GIVEN TEXT
******

Sarah’s comments (with a splash of Tim)
No place like home
What an amazing day…Today, Tim read Psalm 138 and 139 which brought us to tears as we considered how God has been every moment of this journey fulfilling those promises. We were living in the midst of them!
2″I bow down toward your holy temple
and give thanks to your name for your steadfast love and your faithfulness,
for you have exalted above all things
your name and your word.
On the day I called, you answered me;
my strength of soul you increased.
The strength of our souls has been miraculously increased. I am in awe of the stability of my spirit right now. It is no testimony to me – only the greatness of our God! But my flesh is weak… 🙂 Even though we had a decent night sleeping (thank you for praying for that!) by about 11:00 AM I started to feel the incredible fatigue in my body.
We checked out two hours sooner than we thought we’d be able to! God is so in the details.
Change of pace
My brother Jeremiah (age 21) came to visit just as we were getting ready to check out so we were able to go and get breakfast together before heading over to Kellogg Eye Center where the doctor would check the eye and remove the patch. We had a WONDERFUL time at Angelo’s in Ann Arbor around the corner from the hospital.Thanks Betsy Howell for that AWESOME recommendation! It was outstanding! Crab cake and eggs benedict anyone???? That’s what I’m talking about… 🙂 It was a really nice reprieve from the intensity of the past four days. We got to talk about life and relationships and good stuff.

******

[Collected data]

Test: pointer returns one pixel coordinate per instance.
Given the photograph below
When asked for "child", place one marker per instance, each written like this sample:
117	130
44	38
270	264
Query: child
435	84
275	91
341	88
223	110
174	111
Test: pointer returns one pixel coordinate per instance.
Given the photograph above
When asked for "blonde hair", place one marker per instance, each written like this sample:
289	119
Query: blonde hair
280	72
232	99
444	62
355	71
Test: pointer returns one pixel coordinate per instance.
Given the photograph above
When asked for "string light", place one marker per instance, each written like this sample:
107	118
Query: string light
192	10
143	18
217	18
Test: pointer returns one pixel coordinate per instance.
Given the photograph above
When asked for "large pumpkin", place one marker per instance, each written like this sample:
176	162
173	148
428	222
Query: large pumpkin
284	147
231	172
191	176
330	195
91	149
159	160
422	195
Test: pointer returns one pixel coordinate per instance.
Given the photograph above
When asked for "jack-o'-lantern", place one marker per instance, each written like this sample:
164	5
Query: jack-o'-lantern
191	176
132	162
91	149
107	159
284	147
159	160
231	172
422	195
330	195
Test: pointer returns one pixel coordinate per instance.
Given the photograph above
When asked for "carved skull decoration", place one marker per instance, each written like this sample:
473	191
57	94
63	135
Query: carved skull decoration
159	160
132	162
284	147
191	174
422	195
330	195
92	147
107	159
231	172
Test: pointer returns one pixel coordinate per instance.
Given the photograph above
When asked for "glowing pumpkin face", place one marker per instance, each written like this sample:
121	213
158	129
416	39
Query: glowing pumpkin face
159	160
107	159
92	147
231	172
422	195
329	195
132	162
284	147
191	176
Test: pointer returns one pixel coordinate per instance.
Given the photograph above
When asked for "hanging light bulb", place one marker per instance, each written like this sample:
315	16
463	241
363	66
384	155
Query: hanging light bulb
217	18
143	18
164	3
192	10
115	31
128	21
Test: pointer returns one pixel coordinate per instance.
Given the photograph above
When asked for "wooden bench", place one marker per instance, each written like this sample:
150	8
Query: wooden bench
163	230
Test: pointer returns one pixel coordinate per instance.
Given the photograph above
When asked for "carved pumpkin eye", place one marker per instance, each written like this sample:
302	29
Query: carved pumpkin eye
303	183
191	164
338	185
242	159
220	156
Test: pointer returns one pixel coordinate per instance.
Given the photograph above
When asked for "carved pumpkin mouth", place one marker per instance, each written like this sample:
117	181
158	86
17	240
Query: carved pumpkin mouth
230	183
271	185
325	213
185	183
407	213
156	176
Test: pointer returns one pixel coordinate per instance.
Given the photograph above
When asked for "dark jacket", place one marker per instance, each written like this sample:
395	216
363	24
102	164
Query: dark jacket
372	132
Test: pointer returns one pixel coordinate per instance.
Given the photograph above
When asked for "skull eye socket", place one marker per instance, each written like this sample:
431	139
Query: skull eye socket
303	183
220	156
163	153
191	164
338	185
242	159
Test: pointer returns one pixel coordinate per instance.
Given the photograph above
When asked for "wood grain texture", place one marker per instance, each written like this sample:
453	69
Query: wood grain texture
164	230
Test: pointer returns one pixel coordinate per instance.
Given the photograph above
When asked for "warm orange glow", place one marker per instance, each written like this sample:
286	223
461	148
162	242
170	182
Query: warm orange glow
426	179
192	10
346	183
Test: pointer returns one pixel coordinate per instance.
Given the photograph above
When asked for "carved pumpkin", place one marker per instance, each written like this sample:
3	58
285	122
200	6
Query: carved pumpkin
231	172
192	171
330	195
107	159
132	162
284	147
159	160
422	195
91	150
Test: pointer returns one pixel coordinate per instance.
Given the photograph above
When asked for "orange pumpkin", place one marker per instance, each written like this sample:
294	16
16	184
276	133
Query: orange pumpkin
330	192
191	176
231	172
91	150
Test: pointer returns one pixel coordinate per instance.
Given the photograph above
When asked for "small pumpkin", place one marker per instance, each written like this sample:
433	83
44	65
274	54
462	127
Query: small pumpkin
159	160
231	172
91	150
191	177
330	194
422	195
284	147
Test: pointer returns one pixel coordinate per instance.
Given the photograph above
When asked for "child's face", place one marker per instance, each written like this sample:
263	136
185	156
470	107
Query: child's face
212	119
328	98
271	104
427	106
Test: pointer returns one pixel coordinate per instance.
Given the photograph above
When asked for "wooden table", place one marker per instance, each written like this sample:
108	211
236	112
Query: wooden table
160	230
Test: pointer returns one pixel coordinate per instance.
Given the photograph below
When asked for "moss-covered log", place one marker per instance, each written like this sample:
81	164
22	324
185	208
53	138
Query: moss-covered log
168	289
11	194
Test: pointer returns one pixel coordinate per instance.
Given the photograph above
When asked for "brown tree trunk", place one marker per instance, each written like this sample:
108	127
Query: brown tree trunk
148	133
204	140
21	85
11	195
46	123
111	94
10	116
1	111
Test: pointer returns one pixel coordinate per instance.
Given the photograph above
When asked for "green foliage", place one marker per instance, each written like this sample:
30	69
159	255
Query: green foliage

******

WHAT THIS EXERCISE ASKS
**a)** Answer these questions about the journal entry on leaving the hospital:
(i) Which two psalms did Tim read?
(ii) At about what time did the fatigue set in?
(iii) At which restaurant did they eat breakfast with Jeremiah?
**b)** Carry on writing the journal entry about leaving the hospital, picking up right after its final sentence.

RESULTS IN ORDER
**a)**
(i) Psalm 138 and Psalm 139
(ii) About 11:00 AM
(iii) Angelo's in Ann Arbor

**b)**
I think we’ll hit Angelo’s whenever he has his monthly exam under anesthesia (EUA). A friend of ours from CCS has a daughter who had RB when she was a baby also and shared, among so many other helpful things, that they’d always make the day she had the EUA special by going to a special restaurant, bringing a special stuffed animal or doll etc. Angelo’s will the restaurant of choice i think… 🙂
Zach’s first outpatient visit
His eye looked good when we took the patch off. Mostly puffy and shut so it wasn’t too traumatic. As we’ve been home he’s been able to open it a bit more and it just looks kind of pink and glassy. After they take the eye out they replace it with a porous ball to which they attach the eye muscles and which becomes covered with eye tissue. Eventually the body just absorbs that piece as the new eye and you never really see it anymore-it gets covered by the prosthesis. It sort of becomes the new eye ball and the base of the new prosthetic eye, which is actually more like a thick contact lense that covers it. For right now, there is a clear plastic “place holder”–a spacer holding the place of the prosthesis covering Zach’s “special eye” that keeps his lids from losing their shape while he heals. At six weeks he’ll begin the process of fitting for the prosthetic eye. There’s a little clearish discharge, but he seems to be doing well. He’s on tylenol to keep him comfortable, arnica for bruising, Pre/Post Surgetone (I love homeopathy!) for post-op recovery etc. Tomorrow I’ll start him on euphrasia, a great homeopathic eye remedy… 🙂
He paints the wayside flower…
We’re scheduled for a follow up next week and then in 6 weeks we go again for a EUA where they’ll check the other eye for cancer and also take the impression of his left eye for the prosthetic. By God’s grace Greg Dootz, the ocularist who makes the prosthetic eyes, went out of his way to meet with us briefly and show us where we’ll be working with him. He also showed us his wall of patients (their pictures!) over the years. We’ve heard from numerous people that he’s simply wonderful to work with. He was so kind and encouraging. He reassured us, as many others have, that kids who grow up with a prosthetic eye live totally normal, productive and healthy lives. We are believing it!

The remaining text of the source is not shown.